Dataset items:
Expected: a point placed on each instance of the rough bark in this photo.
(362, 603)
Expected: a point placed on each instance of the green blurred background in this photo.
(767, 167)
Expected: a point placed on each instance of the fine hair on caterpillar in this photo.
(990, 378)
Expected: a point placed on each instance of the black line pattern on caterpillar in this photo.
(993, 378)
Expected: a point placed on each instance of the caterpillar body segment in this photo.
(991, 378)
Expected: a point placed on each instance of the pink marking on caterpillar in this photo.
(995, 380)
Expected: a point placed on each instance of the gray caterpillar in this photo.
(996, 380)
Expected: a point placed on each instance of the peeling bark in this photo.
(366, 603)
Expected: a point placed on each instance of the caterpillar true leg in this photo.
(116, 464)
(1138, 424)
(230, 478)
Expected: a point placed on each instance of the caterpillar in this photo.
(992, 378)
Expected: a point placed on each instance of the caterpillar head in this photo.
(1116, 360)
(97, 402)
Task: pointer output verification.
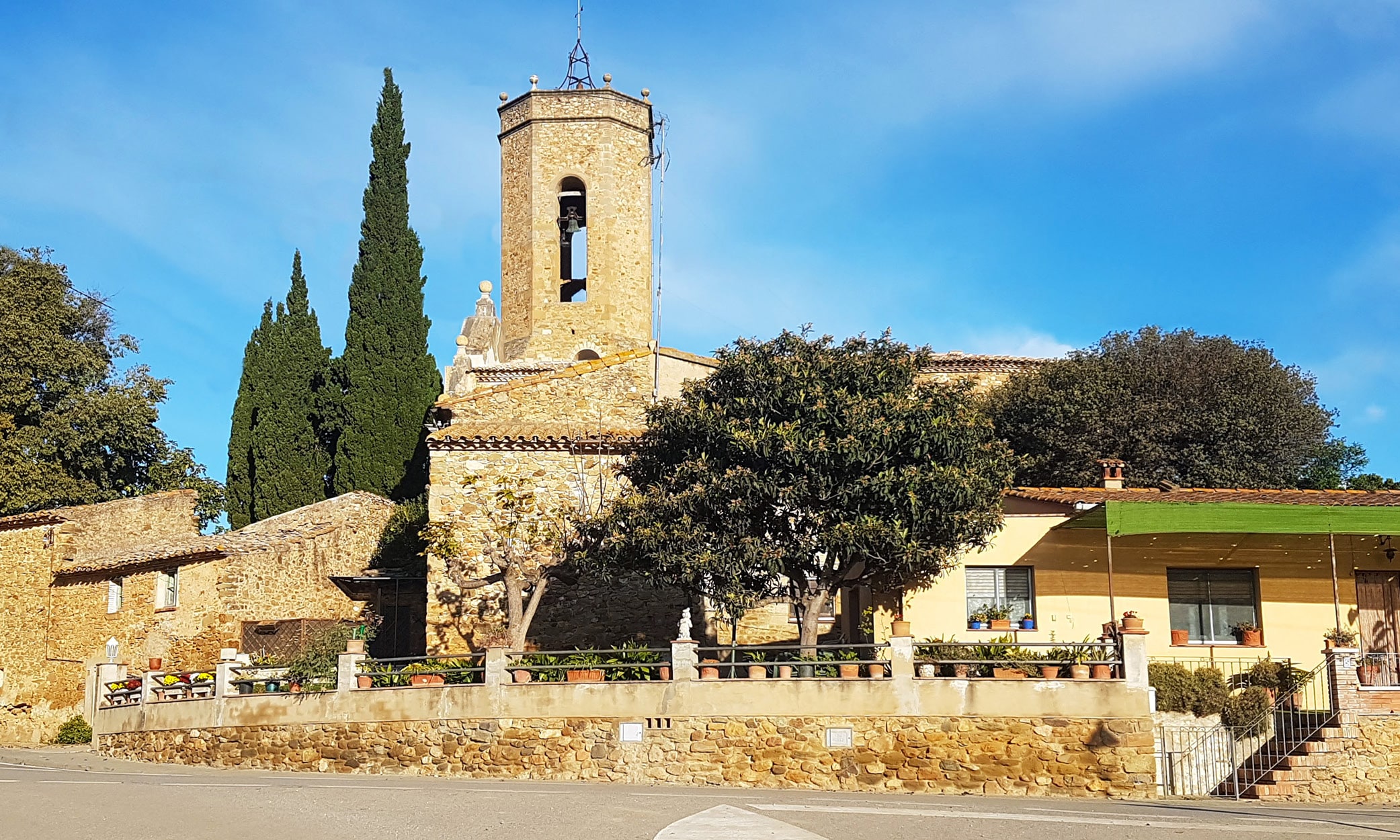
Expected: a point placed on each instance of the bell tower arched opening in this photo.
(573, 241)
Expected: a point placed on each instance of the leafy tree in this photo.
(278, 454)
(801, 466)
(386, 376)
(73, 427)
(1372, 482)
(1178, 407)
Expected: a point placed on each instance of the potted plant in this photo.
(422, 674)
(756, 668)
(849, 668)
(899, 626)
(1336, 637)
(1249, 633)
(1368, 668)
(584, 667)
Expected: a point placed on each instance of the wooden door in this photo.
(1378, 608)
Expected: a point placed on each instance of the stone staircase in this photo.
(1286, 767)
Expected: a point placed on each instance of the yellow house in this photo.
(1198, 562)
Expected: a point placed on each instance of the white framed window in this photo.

_Problem to work on:_
Output all entries unchanged; skip the pictures.

_Response to this task:_
Expected: a point placed on each instance of the rough bark in this photo.
(362, 603)
Expected: a point placed on each instance of the green blurred background in this photo.
(767, 167)
Expected: a point placed on each instance of the fine hair on caterpillar in this photo.
(990, 378)
Expected: a point placed on each instance of the black line pattern on caterpillar in this photo.
(993, 378)
Expected: a point placed on each instance of the caterpillar body segment in this photo.
(991, 378)
Expected: a point placed on each instance of the pink marking on caterpillar in this photo.
(995, 380)
Expected: a point placed on each instance of the gray caterpillar in this photo.
(996, 380)
Expected: a point placed on each instance of the peeling bark in this photo.
(366, 603)
Expected: a point placed on each instance of the caterpillar true leg in this photo.
(116, 464)
(1138, 424)
(230, 478)
Expected: a point placed on each instance of the caterpillar in this photo.
(992, 378)
Expected: a point placed on each instance of the caterpillar head in this photo.
(1116, 360)
(97, 402)
Task: pointer output verification.
Expected: a point placed on each instance of the bell tower arched opening in this photo.
(573, 241)
Expected: a point placed on each instance of the leafy tree in this photo.
(278, 454)
(801, 466)
(386, 376)
(73, 427)
(1372, 482)
(1178, 407)
Expected: a point placed on each instance of the potted plant in this photo.
(422, 674)
(756, 668)
(849, 668)
(899, 626)
(1336, 637)
(1249, 633)
(1368, 668)
(584, 667)
Expected: a point placed on each instance of the wooden door in this photo.
(1378, 608)
Expected: a point placed on each instance of the stone staircase in this photo.
(1286, 767)
Expected: a point placed on each instance of the yellow house in this photo.
(1198, 562)
Expected: a point placed on each instance of the white framed window in this photo.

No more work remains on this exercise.